■ What you should do
Reproduce every one of the records below word for word, keeping them in their original order.

■ Data rows
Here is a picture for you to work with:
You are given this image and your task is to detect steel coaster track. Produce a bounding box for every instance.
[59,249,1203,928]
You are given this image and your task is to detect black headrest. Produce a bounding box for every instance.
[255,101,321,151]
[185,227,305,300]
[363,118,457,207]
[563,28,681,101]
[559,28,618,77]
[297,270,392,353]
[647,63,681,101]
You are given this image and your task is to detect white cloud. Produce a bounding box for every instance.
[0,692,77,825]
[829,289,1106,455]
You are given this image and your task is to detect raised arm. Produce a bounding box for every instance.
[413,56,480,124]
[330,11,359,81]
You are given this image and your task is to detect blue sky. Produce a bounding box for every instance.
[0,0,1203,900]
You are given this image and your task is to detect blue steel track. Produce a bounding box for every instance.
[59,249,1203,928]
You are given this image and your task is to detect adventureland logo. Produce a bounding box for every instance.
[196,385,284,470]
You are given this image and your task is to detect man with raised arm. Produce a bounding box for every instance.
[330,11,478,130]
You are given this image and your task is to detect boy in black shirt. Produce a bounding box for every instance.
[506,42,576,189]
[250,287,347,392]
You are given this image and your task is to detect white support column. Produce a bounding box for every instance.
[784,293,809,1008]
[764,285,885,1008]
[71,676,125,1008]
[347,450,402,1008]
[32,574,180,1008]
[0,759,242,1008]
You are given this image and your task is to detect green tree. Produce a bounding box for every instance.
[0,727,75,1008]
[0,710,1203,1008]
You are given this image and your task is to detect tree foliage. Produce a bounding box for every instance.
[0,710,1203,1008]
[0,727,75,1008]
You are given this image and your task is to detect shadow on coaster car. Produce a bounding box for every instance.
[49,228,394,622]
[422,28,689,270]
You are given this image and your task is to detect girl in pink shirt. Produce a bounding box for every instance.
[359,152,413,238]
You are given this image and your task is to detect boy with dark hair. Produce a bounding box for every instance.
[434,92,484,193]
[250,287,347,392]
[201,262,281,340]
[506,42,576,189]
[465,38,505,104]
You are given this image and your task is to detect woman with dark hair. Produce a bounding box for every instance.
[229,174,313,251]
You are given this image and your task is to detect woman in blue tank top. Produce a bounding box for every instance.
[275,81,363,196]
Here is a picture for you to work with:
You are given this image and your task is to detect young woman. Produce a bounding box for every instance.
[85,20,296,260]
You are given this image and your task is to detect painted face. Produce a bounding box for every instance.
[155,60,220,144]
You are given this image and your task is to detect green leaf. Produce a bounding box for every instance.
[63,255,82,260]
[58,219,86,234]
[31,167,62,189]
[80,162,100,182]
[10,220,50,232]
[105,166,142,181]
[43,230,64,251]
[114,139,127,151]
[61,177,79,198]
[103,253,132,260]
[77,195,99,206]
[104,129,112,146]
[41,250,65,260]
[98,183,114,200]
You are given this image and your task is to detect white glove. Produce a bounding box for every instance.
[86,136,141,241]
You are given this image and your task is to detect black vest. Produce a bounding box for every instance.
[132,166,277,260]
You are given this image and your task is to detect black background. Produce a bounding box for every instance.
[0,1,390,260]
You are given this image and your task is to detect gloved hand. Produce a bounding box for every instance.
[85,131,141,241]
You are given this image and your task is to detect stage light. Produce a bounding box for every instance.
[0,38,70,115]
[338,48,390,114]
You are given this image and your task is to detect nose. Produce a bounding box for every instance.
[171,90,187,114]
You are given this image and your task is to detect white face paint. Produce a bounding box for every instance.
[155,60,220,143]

■ Correct answer
Here is a picture for you to work with:
You are given this image and your task is to detect steel coaster track. Produce a bounding box for every instance.
[59,249,1203,928]
You are given this image and your task is to detect black headrest. Produce a bounding box for every instance.
[255,101,321,151]
[185,227,305,300]
[363,118,457,207]
[563,28,681,101]
[559,28,618,77]
[297,270,392,353]
[647,63,681,101]
You are given this image and your task is to detect white cloud. Produce a bounding box for every instance.
[0,692,77,825]
[829,289,1106,455]
You are given this image and your task is to detect raised arm. Produce a bounding box for every instance.
[413,56,480,124]
[330,11,359,81]
You are given this image and your task is to detect blue sky. Produce a bounding box for every instance.
[0,0,1203,900]
You are given this image and your task is to detect blue steel track. Produce a bounding box for every instance.
[59,249,1203,928]
You are given this image and your task is to detect adventureland logo. Produce a bounding box for every instance.
[196,385,284,470]
You are given this image and your task is to detect man with raised arm. Produce a bounding box for every instance.
[330,11,478,130]
You are given this image and your task is to detect boy in black shirt. Produce a bounding box for every instance.
[506,42,576,189]
[250,287,347,392]
You are given this image and your task is to detect white support column. Produce a bounding box for every instance.
[784,293,809,1008]
[764,285,885,1008]
[71,676,125,1008]
[347,450,402,1008]
[32,574,180,1008]
[0,759,242,1008]
You are given this image and your task is to detect green tree. Produce a bounding box for every instance.
[0,727,75,1008]
[0,710,1203,1008]
You are given this image and your task is to detect tree foliage. Produce a bounding box for every instance.
[0,710,1203,1008]
[0,727,75,1008]
You are given this image and your task is to detect shadow on coaster car. Produce a bounding box for every instance.
[49,228,394,622]
[422,28,689,270]
You are given this image and your task is to detect girl in pink shirt. Produce a bounding box for every instance.
[359,152,413,238]
You are given this image and your task is to detect boy with dark hair. Produce a bounding box for every instance.
[434,92,484,193]
[250,287,347,392]
[201,262,281,340]
[506,42,576,189]
[465,38,505,104]
You are given this image and your task is to detect woman with dark hair. Produce a bounding box for every instance.
[229,174,313,251]
You are given this image and your task is to detect woman in blue tank top. Produce a bounding box for every instance.
[275,81,363,196]
Here is a picture for you to work with:
You are given this image and your task is to detect young woman. Produce a bounding box for every instance.
[85,20,296,260]
You are given this image and your task is to detect painted face. Produce a bounding box for every instance.
[155,60,220,144]
You are given this image and your task is to detect green leaf. Produce a bounding box for every instance.
[63,255,82,260]
[58,219,86,234]
[31,167,62,189]
[80,162,100,182]
[10,220,50,232]
[105,166,142,181]
[43,230,64,251]
[114,139,127,151]
[61,177,79,198]
[103,253,132,260]
[77,195,99,206]
[104,129,112,146]
[41,250,65,260]
[98,183,114,200]
You are given this image and your task is to detect white glove. Produce a bounding box for every instance.
[86,136,141,241]
You are given this image and your task is to detect black vest. Produce a bounding box for every instance.
[132,166,277,260]
You are given this image and your task is to detect black background. Produce a bounding box for every instance.
[0,1,390,260]
You are given this image and your task is to detect gloved hand. Produce a bounding box for every instance.
[85,131,141,241]
You are given this image and your task is to detect stage light. Produce a bounding box for every instance.
[0,38,70,115]
[338,48,390,114]
You are given this image and your task is to detect nose. Produce a bounding box for every instance.
[171,90,187,114]
You are given this image and your task is to detect white face paint. Produce a bounding box for every instance.
[155,60,220,143]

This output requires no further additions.